■ What needs to be done ■
Render all the lines of the items below as a Markdown table with two columns, Row and Line text, numbering each row and skipping blank lines. Leave the pictures out of the table.

----- Data provided

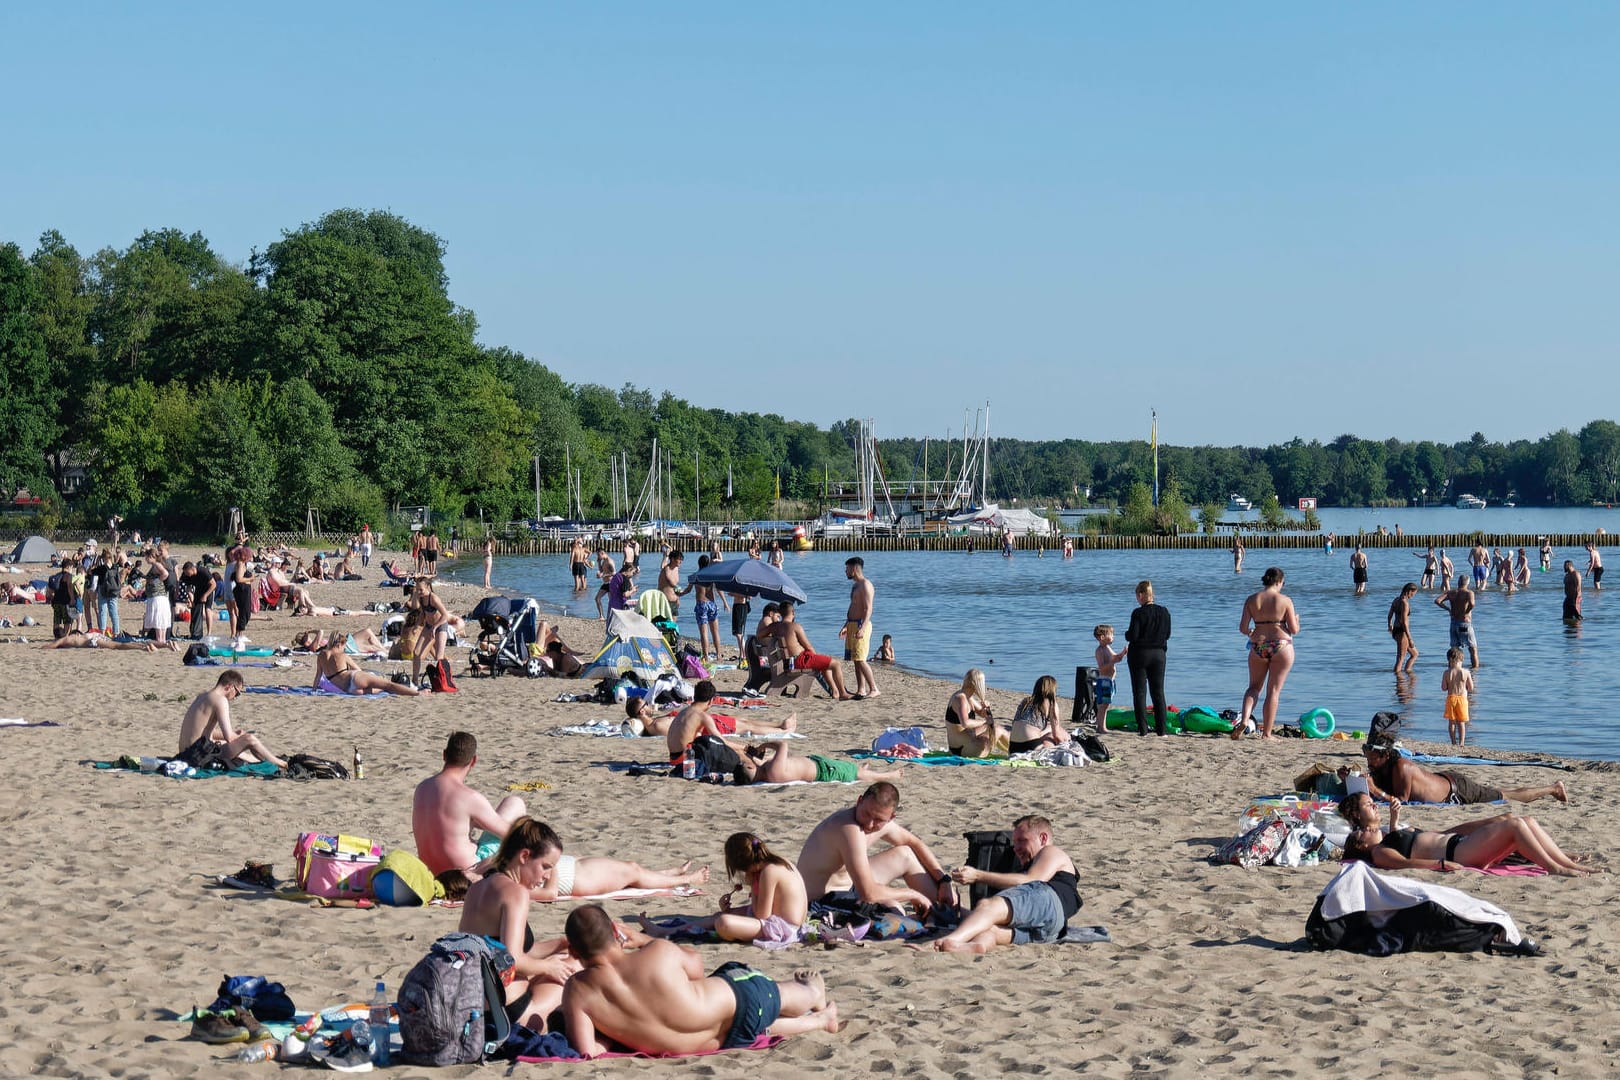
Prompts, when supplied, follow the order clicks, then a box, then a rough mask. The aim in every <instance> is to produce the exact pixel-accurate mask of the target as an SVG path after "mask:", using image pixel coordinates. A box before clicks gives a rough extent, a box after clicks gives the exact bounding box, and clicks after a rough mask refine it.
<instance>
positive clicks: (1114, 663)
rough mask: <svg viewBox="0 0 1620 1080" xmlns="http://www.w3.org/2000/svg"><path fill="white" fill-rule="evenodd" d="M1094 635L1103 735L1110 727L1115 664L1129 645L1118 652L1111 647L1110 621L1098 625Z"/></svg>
mask: <svg viewBox="0 0 1620 1080" xmlns="http://www.w3.org/2000/svg"><path fill="white" fill-rule="evenodd" d="M1092 636H1093V638H1097V687H1095V693H1097V733H1098V735H1102V733H1103V732H1105V730H1106V729H1108V706H1110V704H1113V674H1115V665H1118V664H1119V661H1123V659H1124V654H1126V653H1128V651H1129V646H1126V648H1124V649H1119V651H1118V653H1115V651H1113V649H1111V648H1110V646H1111V644H1113V627H1110V625H1108V623H1100V625H1097V627H1095V628H1093V630H1092Z"/></svg>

----------

■ Answer for the task ■
| Row | Line text |
|---|---|
| 1 | Prompts, when supplied, follow the order clicks, then a box, then a rough mask. The aim in every <instance> is to produce the exact pixel-accurate mask of the target as an SVG path after "mask:", using image pixel coordinates. A box before clicks gives a rough extent, a box after clicks gives the exact bounding box, and clicks after a rough mask refine it. |
| 2 | <instance> |
| 3 | positive clicks: (1114, 663) |
| 4 | rough mask: <svg viewBox="0 0 1620 1080" xmlns="http://www.w3.org/2000/svg"><path fill="white" fill-rule="evenodd" d="M1094 635L1103 735L1110 727L1115 664L1129 645L1118 652L1111 647L1110 621L1098 625Z"/></svg> |
| 5 | mask: <svg viewBox="0 0 1620 1080" xmlns="http://www.w3.org/2000/svg"><path fill="white" fill-rule="evenodd" d="M1092 636H1093V638H1097V687H1095V693H1097V733H1098V735H1102V733H1103V732H1105V730H1106V729H1108V706H1110V704H1113V674H1115V665H1118V664H1119V661H1123V659H1124V654H1126V653H1128V651H1129V646H1126V648H1124V649H1119V651H1118V653H1115V651H1113V649H1111V648H1110V646H1111V644H1113V627H1110V625H1108V623H1100V625H1097V627H1095V628H1093V630H1092Z"/></svg> |